» **PASSAGE SHOWN**:
They also led to progress in our city, though it's clear today that many of the problems that plagued Baltimore 50 years ago are still plaguing us now.
It upsets me to see the ongoing, disproportionate deaths of African-Americans and Latinos in police custody throughout the United States, whether at the hands of local police departments or by federal law enforcement agents like the Customs and Border Patrol. These deaths and abuses undermine public safety and crime control, yet they are a national epidemic. It upsets me even more that local leaders in my hometown of Baltimore are not taking pre-emptive steps to prevent the next death in police custody from happening.
As a result of my upbringing, I have spent much of my 40-year career addressing the nationwide problems of racial profiling, mass incarceration and law enforcement abuse. (And my brother, William H. "Billy" Murphy Jr., a former judge, is representing the family of Freddie Gray, whose death while in police custody has galvanized the city. The views in this op-ed, however, are my own.) Most recently I advised the White House on the creation of the president's Task Force on 21st Century Policing and provided expert testimony on its first day of public hearings.
Here is my five-point prescription for the mayor and the police commissioner to prevent another policing death like that of Freddie Gray.
First, acknowledge that Baltimore police culture and practices are routinely failing the entire Baltimore community. While the violence and deaths in custody are borne the harshest by members of the African American community, over $6 million in tax funds have been paid out in settlements since 2011 in many wrongful death and misuse of force situations. Just think how that money could have been used by the city to improve public safety, schools, employment training, local health clinics and the administration of the courts. When those misguided police officers fail or misguided policies are in place and Baltimore has to pay these enormous settlements, all taxpayers suffer.
Second, read the interim report of the President's Task Force on 21st Century policing. The mayor and police commissioner could immediately begin to implement the recommendations of the report with little cost to the citizens of Baltimore. It is written in even-handed and accessible prose, and it is not rocket science. It is a tremendous resource that all of us can use as a reference on police-community relations. It should be mandatory reading for all members of the Rawlings-Blake/Batts administrations, the City Council and the public at large.

» **EXERCISE TASKS**:
1. From the passage on Baltimore policing, write out everything from "It upsets me to" down to "custody from happening.".
2. Summarize the passage on Baltimore policing in two sentences.
3. Proceed with the passage on Baltimore policing from the point where it stops.

» **PROVIDED DATA**:
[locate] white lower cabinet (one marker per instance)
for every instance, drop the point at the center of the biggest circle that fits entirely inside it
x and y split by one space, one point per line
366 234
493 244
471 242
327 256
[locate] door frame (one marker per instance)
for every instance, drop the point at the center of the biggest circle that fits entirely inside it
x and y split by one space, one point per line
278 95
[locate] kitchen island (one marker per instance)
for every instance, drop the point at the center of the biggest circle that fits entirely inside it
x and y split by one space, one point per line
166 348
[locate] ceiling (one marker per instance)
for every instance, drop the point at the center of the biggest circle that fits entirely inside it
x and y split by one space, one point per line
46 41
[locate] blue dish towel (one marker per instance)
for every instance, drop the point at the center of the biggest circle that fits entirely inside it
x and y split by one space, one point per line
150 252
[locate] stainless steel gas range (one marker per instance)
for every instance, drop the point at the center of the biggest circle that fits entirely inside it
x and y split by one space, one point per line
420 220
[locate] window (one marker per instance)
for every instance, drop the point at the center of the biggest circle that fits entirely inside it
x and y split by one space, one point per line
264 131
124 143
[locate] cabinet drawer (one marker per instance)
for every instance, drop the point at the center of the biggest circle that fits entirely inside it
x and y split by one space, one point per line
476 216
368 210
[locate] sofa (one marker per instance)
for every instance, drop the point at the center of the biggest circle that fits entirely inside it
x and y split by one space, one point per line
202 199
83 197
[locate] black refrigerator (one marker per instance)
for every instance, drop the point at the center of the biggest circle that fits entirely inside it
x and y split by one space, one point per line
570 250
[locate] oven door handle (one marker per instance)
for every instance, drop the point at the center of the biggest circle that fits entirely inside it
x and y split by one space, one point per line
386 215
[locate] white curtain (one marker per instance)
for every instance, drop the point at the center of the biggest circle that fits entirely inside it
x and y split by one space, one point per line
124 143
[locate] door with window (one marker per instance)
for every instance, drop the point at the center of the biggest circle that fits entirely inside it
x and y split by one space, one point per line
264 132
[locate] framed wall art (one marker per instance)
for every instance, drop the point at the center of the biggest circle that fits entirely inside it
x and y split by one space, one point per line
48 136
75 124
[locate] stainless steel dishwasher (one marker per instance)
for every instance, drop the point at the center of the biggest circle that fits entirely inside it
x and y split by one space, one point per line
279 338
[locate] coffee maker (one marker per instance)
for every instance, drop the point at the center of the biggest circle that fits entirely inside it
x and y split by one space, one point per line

» **RESPONSES BY TASK**:
1.
It upsets me to see the ongoing, disproportionate deaths of African-Americans and Latinos in police custody throughout the United States, whether at the hands of local police departments or by federal law enforcement agents like the Customs and Border Patrol. These deaths and abuses undermine public safety and crime control, yet they are a national epidemic. It upsets me even more that local leaders in my hometown of Baltimore are not taking pre-emptive steps to prevent the next death in police custody from happening.

2. The writer has spent a 40-year career addressing racial profiling, mass incarceration and law enforcement abuse, and is upset that Baltimore's local leaders are not taking pre-emptive steps to prevent another death in police custody like that of Freddie Gray. The first two points of the writer's five-point prescription call on the mayor and police commissioner to acknowledge that police culture and practices are failing the entire community, noting that over $6 million in settlements has been paid since 2011, and to read and begin implementing the interim report of the President's Task Force on 21st Century Policing.

3.
Third, don't waste the city's money fighting the Department of Justice investigation. Embrace the federal officials who are concerned about improving police/community relations in Baltimore and nationwide. I especially encourage Batts and Ms. Rawlings-Blake to read in advance the consent decree entered into by the City of New Orleans, its police department and the DOJ. It is a step by-step guide on improving police practices. Doing so will save Baltimore a lot of angst, time and money. Every dollar spent on defending the indefensible conduct of a few police officers or bad policing policies is a tax dollar wasted.
Fourth, look for federal dollars to help fund the use of police body cameras and their related costs and other reforms. The city of Baltimore receives millions of dollars in Department of Justice funding. By working with the Department of Justice in creative ways, some of this money can be redeployed to invest in real reform on policing practices.
Finally, my fifth and most heartfelt plea: Madame Mayor, I have taken great pride in your ascent, watching you go from young activist to mayor, but you could be a better informed champion of police reform. I know that your dad would want you to be a national star on this topic that was very dear to him, so I urge you to you to embrace all of the resources that are available so that no more unarmed people are hurt or killed by police under your watch.
As someone who wants the best for you and the city of Baltimore, I am giving you the prescription. Please take the medicine.